Source:

==================================================

If $q$ is a quadratic form on a vector space $V$ with bilinear form $f_q$ , then $f_q$ is symmetric. But $f_q$ is not necessarily positive-definite. The form $f_q$ is positive-definite (and therefore also an inner product on $V$ ) if and only if $q(\vec{x})\ge 0$ and the equality $q(\vec{x}) = 0$ holds only for $\vec{x} = \vec{0}$ .

If $V = \mathbb{R}^n$ , for a vector $\vec{x} = \rv{x_1,\ldots,x_n}$ we also write $q(x_1,\ldots,x_n)$ instead of $q(\vec{x})$ . For example, $q(x,y,z) = q(\rv{x,y,z})$ for $\rv{x,y,z}\in\mathbb{R}^3$ .

The definition for complex vector spaces is the same with the understanding that the map $q$ has range $\mathbb{C}$ .

We will now show how the homogeneous polynomials of degree $2$ appear after a basis has been fixed. Recall from Coordinatization that, if $\alpha$ is a basis of $V$ , the map $\alpha:V\to\mathbb{R}^n$ , where $n=\dim{V}$ , assigns the coordinate vector of a vector of $V$ with respect to $\alpha$ .

Let $V$ be a vector space of finite dimension $n$ with basis $\alpha$ and $q$ a quadratic form on $V$ .

If $f$ is the bilinear form of $q$ , then there is a unique symmetric matrix $A$ such that, for all $\vec{u},\vec{v}\in V$ , we have $f(\vec{u},\vec{v}) =\dotprod{\alpha( \vec{u}) }{( A\,\alpha( \vec{v}))}$ We call $A$ the matrix of $q$ with respect to $\alpha$ . In particular, $q\circ\alpha^{-1}$ is of the form $q(\alpha^{-1}(\vec{x})) =\dotprod{ \vec{x} }{( A\,\vec{x})} = \sum_{i,j=1}^n a_{ij}x_i x_j\phantom{xx}\text{for }\vec{x} = \rv{x_1,\ldots,x_n}\in\mathbb{R}^n$ where $a_{ij}$ is the $(i,j)$ -entry of $A$ .

==================================================

Information provided:
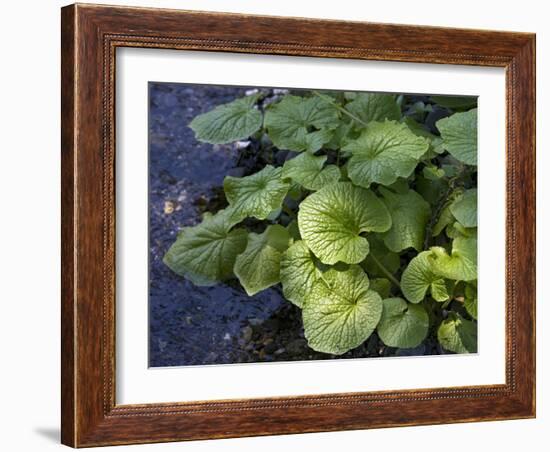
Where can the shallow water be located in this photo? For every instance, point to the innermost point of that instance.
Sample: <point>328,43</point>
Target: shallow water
<point>190,324</point>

==================================================

Directions:
1 – In the passage on quadratic forms, write out the text starting with "If $f$ is the" and going on through "-entry of $A$ .", swapping "unique" for "single".
2 – Answer these from the passage on quadratic forms:
(a) Under what condition is the form f_q positive-definite?
(b) What range does the map q have in the definition for complex vector spaces?
(c) What is the symmetric matrix A called?

Solutions by task:
1 –
If $f$ is the bilinear form of $q$ , then there is a single symmetric matrix $A$ such that, for all $\vec{u},\vec{v}\in V$ , we have $f(\vec{u},\vec{v}) =\dotprod{\alpha( \vec{u}) }{( A\,\alpha( \vec{v}))}$ We call $A$ the matrix of $q$ with respect to $\alpha$ . In particular, $q\circ\alpha^{-1}$ is of the form $q(\alpha^{-1}(\vec{x})) =\dotprod{ \vec{x} }{( A\,\vec{x})} = \sum_{i,j=1}^n a_{ij}x_i x_j\phantom{xx}\text{for }\vec{x} = \rv{x_1,\ldots,x_n}\in\mathbb{R}^n$ where $a_{ij}$ is the $(i,j)$ -entry of $A$ .

2 –
(a) If and only if q(x) ≥ 0 and the equality q(x) = 0 holds only for x = 0.
(b) The range ℂ.
(c) The matrix of q with respect to α.